- DATA SUPPLIED:
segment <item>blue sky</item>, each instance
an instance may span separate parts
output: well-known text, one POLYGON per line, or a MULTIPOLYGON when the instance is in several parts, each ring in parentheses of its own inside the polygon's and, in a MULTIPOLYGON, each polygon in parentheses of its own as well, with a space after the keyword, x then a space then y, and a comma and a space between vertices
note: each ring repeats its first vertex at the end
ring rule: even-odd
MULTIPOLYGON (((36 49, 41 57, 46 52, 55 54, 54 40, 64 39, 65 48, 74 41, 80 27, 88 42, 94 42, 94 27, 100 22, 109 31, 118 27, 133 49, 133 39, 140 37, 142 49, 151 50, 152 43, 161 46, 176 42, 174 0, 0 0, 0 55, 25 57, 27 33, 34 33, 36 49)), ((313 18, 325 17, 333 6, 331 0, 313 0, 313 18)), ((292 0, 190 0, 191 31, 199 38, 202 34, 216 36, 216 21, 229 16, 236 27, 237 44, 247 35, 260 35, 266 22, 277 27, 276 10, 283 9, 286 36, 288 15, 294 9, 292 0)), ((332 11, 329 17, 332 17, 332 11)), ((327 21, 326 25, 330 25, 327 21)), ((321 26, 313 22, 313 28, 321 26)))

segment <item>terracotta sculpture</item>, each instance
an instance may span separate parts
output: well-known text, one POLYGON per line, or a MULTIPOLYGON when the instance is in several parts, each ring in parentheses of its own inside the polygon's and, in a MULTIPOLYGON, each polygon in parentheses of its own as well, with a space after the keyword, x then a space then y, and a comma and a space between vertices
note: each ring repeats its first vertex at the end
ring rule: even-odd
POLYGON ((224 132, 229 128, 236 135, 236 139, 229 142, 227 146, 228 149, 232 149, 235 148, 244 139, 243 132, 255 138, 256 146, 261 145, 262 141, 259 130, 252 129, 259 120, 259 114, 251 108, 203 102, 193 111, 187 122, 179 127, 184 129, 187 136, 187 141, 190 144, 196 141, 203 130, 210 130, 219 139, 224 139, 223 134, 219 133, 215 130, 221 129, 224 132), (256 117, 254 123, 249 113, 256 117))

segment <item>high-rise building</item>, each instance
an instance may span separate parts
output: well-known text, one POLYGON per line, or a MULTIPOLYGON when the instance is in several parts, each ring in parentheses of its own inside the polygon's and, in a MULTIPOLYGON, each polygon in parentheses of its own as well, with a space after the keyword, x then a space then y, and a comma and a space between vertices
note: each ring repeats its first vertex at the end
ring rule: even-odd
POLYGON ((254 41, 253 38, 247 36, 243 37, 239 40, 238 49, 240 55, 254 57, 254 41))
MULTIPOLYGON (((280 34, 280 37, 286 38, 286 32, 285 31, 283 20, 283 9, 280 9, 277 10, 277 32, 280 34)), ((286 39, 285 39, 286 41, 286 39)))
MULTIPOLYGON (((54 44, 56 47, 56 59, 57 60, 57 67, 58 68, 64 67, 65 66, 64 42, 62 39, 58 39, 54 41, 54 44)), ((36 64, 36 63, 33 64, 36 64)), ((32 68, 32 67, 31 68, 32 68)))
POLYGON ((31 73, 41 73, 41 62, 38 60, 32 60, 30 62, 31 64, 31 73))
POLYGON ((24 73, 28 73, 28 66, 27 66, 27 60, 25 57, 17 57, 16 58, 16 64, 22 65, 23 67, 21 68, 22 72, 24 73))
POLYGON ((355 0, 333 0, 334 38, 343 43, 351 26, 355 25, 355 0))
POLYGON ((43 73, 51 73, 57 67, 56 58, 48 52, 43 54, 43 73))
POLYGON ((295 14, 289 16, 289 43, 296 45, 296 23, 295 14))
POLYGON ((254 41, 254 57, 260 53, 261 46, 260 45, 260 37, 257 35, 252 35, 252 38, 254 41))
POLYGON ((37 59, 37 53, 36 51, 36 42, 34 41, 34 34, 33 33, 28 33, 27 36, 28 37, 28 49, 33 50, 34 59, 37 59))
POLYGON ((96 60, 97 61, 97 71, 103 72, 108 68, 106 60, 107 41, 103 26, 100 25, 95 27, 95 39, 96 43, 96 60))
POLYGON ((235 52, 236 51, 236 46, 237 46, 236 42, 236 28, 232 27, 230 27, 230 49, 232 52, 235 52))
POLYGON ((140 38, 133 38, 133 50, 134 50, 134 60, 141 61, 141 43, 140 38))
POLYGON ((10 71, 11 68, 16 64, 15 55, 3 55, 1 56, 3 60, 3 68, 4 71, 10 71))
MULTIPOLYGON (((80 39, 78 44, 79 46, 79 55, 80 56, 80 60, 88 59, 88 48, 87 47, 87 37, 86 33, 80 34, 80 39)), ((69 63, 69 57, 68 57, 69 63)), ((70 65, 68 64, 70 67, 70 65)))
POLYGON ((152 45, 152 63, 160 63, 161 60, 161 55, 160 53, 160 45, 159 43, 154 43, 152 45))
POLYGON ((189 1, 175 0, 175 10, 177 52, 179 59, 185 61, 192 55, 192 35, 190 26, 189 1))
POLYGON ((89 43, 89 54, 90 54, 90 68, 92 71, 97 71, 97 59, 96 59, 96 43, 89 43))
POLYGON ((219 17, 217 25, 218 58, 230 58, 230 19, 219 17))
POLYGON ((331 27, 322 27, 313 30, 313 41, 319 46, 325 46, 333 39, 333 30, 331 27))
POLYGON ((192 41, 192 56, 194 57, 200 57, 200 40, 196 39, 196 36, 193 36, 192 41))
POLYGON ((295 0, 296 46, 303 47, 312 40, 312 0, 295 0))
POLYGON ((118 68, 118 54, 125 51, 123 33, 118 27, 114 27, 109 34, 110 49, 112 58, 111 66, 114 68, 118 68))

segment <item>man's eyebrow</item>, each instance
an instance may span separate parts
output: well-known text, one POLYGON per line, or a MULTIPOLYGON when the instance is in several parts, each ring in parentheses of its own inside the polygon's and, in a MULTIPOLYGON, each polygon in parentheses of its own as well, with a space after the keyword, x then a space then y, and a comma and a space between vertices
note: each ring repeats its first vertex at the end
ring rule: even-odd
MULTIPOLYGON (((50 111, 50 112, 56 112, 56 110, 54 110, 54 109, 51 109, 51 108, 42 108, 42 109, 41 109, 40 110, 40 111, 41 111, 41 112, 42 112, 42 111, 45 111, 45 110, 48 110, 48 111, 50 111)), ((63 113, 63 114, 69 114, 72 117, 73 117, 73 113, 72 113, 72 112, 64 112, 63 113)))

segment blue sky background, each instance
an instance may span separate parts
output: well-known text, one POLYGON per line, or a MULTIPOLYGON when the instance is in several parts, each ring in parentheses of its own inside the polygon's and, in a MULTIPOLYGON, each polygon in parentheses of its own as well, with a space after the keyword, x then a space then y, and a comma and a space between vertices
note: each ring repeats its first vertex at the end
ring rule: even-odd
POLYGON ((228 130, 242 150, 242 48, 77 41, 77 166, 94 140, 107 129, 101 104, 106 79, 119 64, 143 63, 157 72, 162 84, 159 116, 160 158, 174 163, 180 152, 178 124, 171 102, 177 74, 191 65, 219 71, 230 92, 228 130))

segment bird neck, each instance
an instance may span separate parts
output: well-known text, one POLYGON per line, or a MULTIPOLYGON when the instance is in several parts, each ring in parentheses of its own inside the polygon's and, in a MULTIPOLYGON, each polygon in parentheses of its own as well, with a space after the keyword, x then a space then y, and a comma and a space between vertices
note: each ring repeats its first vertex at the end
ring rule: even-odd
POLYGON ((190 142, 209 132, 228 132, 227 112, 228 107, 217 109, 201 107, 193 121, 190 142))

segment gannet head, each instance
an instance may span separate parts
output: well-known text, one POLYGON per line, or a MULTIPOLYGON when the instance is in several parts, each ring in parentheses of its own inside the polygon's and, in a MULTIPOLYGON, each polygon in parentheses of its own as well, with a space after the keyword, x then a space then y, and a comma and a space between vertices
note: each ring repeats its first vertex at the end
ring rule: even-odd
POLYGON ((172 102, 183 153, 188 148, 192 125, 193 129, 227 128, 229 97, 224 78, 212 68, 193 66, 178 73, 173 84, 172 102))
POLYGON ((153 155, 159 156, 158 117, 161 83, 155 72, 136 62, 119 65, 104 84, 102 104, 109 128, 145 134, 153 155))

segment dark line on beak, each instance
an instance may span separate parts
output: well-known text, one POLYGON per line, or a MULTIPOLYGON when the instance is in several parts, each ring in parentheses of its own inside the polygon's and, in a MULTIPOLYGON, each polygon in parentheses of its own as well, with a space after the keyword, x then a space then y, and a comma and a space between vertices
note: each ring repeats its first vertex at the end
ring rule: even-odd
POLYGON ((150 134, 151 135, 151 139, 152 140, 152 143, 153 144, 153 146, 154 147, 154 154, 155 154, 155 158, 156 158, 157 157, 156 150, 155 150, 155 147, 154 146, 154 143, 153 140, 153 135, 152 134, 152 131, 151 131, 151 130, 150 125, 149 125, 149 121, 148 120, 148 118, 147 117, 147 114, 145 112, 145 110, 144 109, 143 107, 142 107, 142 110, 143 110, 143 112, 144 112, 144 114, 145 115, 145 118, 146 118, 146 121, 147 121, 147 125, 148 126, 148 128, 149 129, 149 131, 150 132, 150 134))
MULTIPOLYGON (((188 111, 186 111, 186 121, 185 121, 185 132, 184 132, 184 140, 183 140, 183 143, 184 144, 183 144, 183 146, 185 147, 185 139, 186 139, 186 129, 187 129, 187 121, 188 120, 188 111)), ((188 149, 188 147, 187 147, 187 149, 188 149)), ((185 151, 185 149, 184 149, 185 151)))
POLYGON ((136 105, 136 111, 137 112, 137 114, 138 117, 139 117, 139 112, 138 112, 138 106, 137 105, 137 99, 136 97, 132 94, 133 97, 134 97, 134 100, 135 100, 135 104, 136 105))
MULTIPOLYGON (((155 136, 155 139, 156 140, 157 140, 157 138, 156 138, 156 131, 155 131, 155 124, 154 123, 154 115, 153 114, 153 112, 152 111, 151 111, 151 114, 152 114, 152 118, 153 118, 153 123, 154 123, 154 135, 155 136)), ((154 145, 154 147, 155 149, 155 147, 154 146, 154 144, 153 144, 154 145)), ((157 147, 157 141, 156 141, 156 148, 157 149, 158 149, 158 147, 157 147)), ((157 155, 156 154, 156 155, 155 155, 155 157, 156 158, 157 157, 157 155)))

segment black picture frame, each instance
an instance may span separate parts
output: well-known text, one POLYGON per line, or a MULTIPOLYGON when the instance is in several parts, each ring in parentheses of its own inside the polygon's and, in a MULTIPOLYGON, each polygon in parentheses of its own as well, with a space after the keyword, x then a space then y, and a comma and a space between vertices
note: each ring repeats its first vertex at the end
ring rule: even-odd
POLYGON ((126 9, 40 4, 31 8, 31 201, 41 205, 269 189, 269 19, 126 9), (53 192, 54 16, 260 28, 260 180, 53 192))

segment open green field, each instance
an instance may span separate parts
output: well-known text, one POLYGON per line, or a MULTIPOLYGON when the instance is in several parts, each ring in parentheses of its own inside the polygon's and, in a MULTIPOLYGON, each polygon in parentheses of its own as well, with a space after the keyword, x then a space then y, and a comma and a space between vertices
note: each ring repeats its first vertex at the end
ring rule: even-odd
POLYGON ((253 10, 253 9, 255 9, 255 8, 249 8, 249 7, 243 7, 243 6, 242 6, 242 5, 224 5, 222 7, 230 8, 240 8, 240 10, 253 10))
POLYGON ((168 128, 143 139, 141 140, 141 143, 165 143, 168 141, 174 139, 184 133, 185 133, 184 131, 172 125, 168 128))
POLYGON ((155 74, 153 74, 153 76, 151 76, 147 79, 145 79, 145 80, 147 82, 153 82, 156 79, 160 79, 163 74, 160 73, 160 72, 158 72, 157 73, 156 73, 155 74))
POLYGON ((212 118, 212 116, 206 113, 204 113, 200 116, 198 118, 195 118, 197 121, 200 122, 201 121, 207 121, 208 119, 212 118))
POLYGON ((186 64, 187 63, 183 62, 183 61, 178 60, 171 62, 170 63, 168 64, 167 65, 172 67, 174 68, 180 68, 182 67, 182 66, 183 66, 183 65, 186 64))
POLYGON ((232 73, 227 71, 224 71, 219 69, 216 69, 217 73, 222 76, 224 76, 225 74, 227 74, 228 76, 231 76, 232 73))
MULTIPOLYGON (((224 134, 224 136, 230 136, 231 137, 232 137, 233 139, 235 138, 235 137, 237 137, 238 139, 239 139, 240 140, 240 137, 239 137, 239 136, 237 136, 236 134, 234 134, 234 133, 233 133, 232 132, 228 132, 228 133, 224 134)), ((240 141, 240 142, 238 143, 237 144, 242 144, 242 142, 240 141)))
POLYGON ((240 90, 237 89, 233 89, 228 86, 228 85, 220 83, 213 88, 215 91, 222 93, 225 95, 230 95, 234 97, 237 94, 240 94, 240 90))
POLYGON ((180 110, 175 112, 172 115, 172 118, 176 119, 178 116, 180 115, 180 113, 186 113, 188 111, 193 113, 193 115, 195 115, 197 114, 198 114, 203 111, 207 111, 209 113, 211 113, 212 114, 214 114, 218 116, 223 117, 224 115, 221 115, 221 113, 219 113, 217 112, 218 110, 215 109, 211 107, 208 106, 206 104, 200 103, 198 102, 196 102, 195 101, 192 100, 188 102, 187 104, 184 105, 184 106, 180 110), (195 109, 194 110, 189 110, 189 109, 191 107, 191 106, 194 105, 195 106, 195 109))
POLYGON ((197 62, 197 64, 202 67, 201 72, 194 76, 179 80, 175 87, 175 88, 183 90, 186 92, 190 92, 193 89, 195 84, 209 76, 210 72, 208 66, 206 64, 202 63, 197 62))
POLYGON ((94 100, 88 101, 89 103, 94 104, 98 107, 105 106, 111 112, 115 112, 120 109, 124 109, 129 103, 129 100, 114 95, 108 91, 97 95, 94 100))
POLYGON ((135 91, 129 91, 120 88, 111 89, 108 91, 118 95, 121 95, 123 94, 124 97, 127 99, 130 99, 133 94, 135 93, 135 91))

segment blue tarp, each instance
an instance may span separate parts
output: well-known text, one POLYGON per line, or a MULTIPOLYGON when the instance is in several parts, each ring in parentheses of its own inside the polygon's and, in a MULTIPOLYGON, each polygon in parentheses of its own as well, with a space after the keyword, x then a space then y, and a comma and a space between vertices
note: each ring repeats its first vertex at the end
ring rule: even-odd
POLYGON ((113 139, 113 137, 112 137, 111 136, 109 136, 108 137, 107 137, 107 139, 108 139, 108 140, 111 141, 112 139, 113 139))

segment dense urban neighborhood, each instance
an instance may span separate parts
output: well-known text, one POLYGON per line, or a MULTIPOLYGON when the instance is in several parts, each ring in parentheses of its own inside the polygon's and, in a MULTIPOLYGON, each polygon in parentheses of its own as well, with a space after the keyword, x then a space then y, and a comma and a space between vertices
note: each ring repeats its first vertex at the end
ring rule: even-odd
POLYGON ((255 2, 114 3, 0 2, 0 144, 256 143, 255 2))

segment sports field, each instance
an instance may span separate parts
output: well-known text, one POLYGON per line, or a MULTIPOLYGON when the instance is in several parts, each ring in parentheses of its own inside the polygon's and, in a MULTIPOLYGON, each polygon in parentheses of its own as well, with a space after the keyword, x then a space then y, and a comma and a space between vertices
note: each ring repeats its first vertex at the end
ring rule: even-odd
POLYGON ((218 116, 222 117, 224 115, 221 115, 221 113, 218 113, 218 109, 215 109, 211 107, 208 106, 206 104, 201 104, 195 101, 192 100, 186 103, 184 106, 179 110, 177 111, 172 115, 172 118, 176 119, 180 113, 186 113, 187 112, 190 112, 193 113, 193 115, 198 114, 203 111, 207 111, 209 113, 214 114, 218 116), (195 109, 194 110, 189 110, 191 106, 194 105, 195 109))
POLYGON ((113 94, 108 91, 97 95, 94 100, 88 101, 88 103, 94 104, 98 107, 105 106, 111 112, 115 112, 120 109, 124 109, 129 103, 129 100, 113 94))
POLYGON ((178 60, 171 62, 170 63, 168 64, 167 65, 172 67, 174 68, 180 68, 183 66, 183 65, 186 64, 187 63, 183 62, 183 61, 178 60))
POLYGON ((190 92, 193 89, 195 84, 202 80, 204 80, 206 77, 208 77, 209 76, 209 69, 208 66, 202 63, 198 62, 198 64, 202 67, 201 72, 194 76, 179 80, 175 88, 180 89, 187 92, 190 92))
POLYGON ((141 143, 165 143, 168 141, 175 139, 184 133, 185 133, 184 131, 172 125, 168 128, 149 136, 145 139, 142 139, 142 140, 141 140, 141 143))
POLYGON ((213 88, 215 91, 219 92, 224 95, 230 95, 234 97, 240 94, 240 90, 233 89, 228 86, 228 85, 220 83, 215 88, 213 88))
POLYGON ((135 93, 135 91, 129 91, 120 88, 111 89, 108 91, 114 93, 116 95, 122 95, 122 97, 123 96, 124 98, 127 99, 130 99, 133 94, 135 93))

- WHAT TO PRODUCE:
Update the records from the line with "segment dense urban" to the line with "POLYGON ((255 2, 114" by replacing "each instance" with "every instance" and leaving everything else unchanged. Return only those lines.

- RESPONSE:
segment dense urban neighborhood, every instance
an instance may span separate parts
output: well-known text, one POLYGON per line, or a MULTIPOLYGON when the instance is in several parts, each ring in parentheses of its own inside the polygon's and, in a MULTIPOLYGON, each polygon in parentheses of its own as well, with a space after the keyword, x then a space then y, and a comma and a space between vertices
note: each ring repeats its first vertex at the end
ring rule: even-odd
POLYGON ((255 2, 114 3, 0 2, 0 144, 256 143, 255 2))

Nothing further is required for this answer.